## START Document segment

You really think that it is a good idea to pile special case upon special case in order to create a language that is "easy for engineers to use"? And what does "easy" mean? In my experience, engineers have trouble to grasp (open) recursion - but we do have that in Modelica! In your example, the tool cannot know from the line x = Colors(10), whether Colors is meant to be a function or not. It complicates things. Now if someone just misspelled a function, how would a meaningful error message look like: "foo is not a function. And it does not seem to be an enumeration either." Of course, this kind of syntactic overloading may be necessary sometimes, but in this case all we need to do is to introduce an implicit function.

Even in UI design people use data (A/B testing et al.) to figure out what is a good idea and what is not.

modelica-trac-importer commented 5 years ago

Comment by stefanv on 27 Nov 2015 19:45 UTC

The set of builtin types is known a priori and can, in principle, be used in a context free analysis.

IDENT(expression) can also be a record constructor, and the set of record types is not known a priori. And the distinction between a built-in type like Integer and a library defined type like Logic is not at all immediately obvious to the user. So that Integer(x) works and Logic(x) does not, is a special case.

Try this at the ocaml devel mailing list, or with the scala guys, you will soon learn that the common practice is generalization, not specialization.

I guess that's why ocaml and scala are so wildly popular and used so widely.

Languages that have more domains and way more users than Modelica usually have much simpler implementations.

Languages that have more domains have to be more general. Modelica is a very specialized language, and should be easy to use for what it is meant for.

You really think that it is a good idea to pile special case upon special case in order to create a language that is "easy for engineers to use"?

It is not a special case. It is merely extending what already works for Integer, String, and record types. Restricting this to the built-in types would be a special case.

## END Document segment

- To do
**a)** In the Modelica discussion, what else can IDENT(expression) be besides a conversion to a built-in type?
**b)** According to the Modelica discussion, why is it a special case that Integer(x) works while Logic(x) does not?
**c)** Go on with the Modelica discussion after its final comment.

## START Provided material

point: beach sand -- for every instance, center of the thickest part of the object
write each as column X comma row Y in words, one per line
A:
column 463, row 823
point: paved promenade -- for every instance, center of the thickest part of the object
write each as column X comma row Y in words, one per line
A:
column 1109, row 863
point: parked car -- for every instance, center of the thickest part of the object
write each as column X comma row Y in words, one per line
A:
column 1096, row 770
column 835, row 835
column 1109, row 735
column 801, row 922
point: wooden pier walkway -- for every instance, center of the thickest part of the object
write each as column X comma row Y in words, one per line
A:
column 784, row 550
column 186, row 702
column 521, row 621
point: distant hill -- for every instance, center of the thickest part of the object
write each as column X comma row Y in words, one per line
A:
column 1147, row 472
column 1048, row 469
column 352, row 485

## END Provided material
## START Provided material

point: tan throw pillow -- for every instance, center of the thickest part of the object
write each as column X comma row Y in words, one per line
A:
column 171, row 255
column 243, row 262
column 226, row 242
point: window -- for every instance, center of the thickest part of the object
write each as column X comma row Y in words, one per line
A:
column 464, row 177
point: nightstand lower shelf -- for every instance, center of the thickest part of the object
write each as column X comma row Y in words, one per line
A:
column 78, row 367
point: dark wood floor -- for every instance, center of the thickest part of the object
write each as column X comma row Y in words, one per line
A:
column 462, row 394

## END Provided material

- Answers per task
**a)** It can also be a record constructor.

**b)** Users cannot easily tell a built-in type like Integer from a library-defined type like Logic. The same call form therefore works for one and fails for the other for reasons that are not obvious to them.

**c)**
In your example, the tool cannot know from the line x = Colors(10), whether Colors is meant to be a function or not.

Actually, it can easily know this at the point where it needs to know. I have not seen a requirement stated anywhere that Modelica has to be amenable to context-free analysis.

Now if someone just misspelled a function, how would a meaningful error message look like

"foo is not a function" is perfectly adequate, since in my proposal, Colors wouldbe a function in that context (and Integer and record constructors are also already considered functions in that context).

all we need to do is to introduce an implicit function.

That isn't any less of a special case than just using the enumeration type name as the special function. It's still a special built-in, and needs to be handled specially inside the tool.

Even in UI design people use data (A/B testing et al.) to figure out what is a good idea and what is not.

This is true, albeit impractical for a group like the MA. Fortunately, most of our organizations also have users that we can talk to. We're not just developing a language in total isolation.

modelica-trac-importer commented 5 years ago

Comment by choeger on 27 Nov 2015 20:24 UTC Replying to [comment:33 stefanv]:

IDENT(expression) can also be a record constructor, and the set of record types is not known a priori.

But it is a proper function. You cannot use the same expression as a iteration-range expression. I do not have anything against such syntactic sugar, but I oppose the idea of a specification in the form of "X means Y except when Z, then it means Q". It is not a big problem to have a type name implicitly define a function. Nor is there an issue when the same typename implicitly defines an iteration range. But both is just begging for inconsistency in the spec and bugs in the implementation.

I guess that's why ocaml and scala are so wildly popular and used so widely.

Of course neither Scala nor OCaml, small academic toy languages they are, have the earth shattering impact of Modelica with its Millions upon Millions of developers.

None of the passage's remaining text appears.